> _Brief 1_
List each line of the verse that opens the passage on the Brugh of the Boyne below.

> _Quoted passage_
_ _ _

I saw a house in the country
Out of which no hostages are given to a king,
Fire burns it not, harrying spoils it not.
And Finn made reply:—‘I understand that verse, for that is the Brugh of the Boyne that you have seen (perhaps, as we suggest, during an initiation), namely, the house of Aengus Og of the Brugh, and it cannot be burned or harried as long as Aengus (a god) shall live.’ As Mr. Borlase observes, to say that ‘no hostages are given to a king’ out of the Brugh is probably another way of saying that the dead pay no taxes, or that being a holy place, the Brugh was exempt.[475] This last evidence is from oral tradition, and rather late in being placed on record; but it is not on that account less trustworthy, and may be much more so than the older manuscripts. Until quite modern times the folk-lore of the Boyne country still echoed similar traditions about unknown mystic rites, following what O’Donovan has recorded; for he has said that Aenghus-an-Bhrogha was considered the presiding fairy of the Boyne till quite within recent times, and that his name was still familiar to the old inhabitants of Meath who were then fast forgetting their traditions with the Irish language.[476] And this tradition brings us to consider what was apparently an Aengus Cult among the ancient Celtic peoples.

_ _ _

> _Brief 2_
Repeat verbatim the lines of the records below, starting with the line that contains "Return the polygon of every instance of the <item>umbrella" and continuing through the end of the records.

_ _ _

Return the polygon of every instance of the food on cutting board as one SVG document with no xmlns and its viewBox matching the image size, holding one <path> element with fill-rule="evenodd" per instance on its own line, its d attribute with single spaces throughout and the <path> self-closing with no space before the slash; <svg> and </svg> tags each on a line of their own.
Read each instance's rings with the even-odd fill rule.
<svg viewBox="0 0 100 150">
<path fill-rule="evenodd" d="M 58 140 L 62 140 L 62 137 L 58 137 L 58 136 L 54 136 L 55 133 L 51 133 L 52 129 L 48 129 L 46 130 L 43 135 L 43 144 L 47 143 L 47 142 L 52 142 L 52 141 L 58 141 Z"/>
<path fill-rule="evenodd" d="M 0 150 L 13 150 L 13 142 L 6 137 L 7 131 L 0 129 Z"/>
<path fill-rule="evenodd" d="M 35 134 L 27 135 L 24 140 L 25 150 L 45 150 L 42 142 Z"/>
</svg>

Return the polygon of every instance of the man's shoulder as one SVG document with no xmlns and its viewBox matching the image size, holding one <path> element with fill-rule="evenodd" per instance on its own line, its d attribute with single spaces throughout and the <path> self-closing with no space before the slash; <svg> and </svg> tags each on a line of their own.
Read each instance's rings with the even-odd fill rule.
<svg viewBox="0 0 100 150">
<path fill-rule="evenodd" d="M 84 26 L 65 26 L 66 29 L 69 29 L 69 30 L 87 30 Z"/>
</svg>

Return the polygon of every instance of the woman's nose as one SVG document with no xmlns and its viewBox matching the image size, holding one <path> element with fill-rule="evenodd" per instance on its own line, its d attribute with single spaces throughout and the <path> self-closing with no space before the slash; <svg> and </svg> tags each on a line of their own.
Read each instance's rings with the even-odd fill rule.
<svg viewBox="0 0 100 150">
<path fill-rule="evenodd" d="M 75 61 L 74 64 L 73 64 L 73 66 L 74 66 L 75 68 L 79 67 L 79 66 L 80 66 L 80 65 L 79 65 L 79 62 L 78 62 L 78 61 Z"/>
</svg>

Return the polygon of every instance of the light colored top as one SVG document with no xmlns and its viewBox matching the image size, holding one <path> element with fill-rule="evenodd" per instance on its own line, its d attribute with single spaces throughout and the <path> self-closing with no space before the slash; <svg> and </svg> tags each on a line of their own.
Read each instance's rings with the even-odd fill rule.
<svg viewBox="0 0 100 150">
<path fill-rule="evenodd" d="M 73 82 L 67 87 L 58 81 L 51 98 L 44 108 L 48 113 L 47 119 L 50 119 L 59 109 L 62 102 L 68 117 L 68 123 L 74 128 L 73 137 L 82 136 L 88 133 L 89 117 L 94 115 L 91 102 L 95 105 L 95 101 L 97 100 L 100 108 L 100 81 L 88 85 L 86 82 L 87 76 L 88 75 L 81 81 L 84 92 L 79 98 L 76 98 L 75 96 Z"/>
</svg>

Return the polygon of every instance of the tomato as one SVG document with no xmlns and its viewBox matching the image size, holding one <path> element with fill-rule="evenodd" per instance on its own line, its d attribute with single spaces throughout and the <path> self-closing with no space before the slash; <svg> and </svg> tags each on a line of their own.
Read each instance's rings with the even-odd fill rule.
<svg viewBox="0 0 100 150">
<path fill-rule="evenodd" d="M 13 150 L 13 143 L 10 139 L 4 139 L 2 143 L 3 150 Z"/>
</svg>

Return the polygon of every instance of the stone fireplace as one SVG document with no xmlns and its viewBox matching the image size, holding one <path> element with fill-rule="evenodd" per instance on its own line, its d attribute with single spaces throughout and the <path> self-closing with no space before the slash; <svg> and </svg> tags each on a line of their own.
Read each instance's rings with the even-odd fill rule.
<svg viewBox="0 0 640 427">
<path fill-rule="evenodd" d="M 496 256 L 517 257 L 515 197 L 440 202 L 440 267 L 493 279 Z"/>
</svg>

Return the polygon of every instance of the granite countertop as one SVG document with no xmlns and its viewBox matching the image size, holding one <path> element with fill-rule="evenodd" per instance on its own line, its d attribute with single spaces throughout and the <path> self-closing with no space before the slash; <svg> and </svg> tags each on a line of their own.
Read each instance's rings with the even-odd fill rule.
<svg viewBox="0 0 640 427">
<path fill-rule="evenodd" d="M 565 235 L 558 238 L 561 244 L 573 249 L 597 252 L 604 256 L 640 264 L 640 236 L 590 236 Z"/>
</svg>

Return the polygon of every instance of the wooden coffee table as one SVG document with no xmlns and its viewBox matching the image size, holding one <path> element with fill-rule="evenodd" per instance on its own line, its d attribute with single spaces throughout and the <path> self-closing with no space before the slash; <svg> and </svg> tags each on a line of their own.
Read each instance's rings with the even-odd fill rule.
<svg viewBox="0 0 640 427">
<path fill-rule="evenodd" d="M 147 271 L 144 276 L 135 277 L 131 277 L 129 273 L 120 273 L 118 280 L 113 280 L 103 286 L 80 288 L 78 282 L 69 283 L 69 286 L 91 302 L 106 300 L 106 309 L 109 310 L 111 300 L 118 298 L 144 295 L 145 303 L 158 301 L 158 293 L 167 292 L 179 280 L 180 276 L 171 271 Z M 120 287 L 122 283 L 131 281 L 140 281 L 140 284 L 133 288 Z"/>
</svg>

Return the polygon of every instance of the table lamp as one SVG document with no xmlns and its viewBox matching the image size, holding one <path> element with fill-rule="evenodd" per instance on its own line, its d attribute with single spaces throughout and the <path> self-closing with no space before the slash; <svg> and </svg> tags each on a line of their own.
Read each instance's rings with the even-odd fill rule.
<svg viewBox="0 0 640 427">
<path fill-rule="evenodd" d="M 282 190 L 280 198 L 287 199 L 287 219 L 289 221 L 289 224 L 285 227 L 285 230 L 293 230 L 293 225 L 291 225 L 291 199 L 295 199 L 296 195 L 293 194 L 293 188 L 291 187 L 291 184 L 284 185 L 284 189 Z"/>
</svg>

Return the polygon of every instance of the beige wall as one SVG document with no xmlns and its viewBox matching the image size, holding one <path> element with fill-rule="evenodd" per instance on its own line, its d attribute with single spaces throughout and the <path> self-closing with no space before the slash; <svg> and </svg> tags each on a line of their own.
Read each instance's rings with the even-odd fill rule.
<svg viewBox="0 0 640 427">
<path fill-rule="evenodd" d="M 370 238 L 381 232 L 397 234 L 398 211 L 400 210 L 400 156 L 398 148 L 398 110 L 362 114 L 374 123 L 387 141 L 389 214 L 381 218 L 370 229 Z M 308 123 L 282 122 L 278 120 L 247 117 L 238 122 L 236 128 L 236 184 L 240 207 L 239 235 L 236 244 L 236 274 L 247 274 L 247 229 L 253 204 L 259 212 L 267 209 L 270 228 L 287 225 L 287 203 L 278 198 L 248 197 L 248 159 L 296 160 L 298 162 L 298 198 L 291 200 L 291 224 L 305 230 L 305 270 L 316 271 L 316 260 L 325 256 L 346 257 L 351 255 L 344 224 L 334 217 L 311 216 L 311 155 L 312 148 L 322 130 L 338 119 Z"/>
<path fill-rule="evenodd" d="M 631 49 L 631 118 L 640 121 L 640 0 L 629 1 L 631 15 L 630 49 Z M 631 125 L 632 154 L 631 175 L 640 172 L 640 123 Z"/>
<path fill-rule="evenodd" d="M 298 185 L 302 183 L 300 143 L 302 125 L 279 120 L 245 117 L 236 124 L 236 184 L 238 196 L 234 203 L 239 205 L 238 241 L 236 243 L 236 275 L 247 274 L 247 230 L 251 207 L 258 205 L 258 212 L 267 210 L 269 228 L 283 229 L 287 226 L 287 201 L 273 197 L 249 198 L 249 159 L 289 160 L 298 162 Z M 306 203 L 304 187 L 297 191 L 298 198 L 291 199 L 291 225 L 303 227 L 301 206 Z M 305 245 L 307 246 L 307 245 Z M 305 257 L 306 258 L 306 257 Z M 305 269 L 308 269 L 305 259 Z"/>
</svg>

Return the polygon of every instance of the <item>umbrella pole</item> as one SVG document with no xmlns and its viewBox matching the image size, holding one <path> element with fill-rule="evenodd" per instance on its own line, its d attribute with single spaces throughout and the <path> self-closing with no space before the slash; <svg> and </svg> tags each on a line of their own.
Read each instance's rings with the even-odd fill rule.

_ _ _

> _Task answer 1_
I saw a house in the country
Out of which no hostages are given to a king,
Fire burns it not, harrying spoils it not.

> _Task answer 2_
Return the polygon of every instance of the <item>umbrella pole</item> as one SVG document with no xmlns and its viewBox matching the image size, holding one <path> element with fill-rule="evenodd" per instance on its own line, its d attribute with single spaces throughout and the <path> self-closing with no space before the slash; <svg> and </svg> tags each on a line of their own.
Read each instance's rings with the even-odd fill rule.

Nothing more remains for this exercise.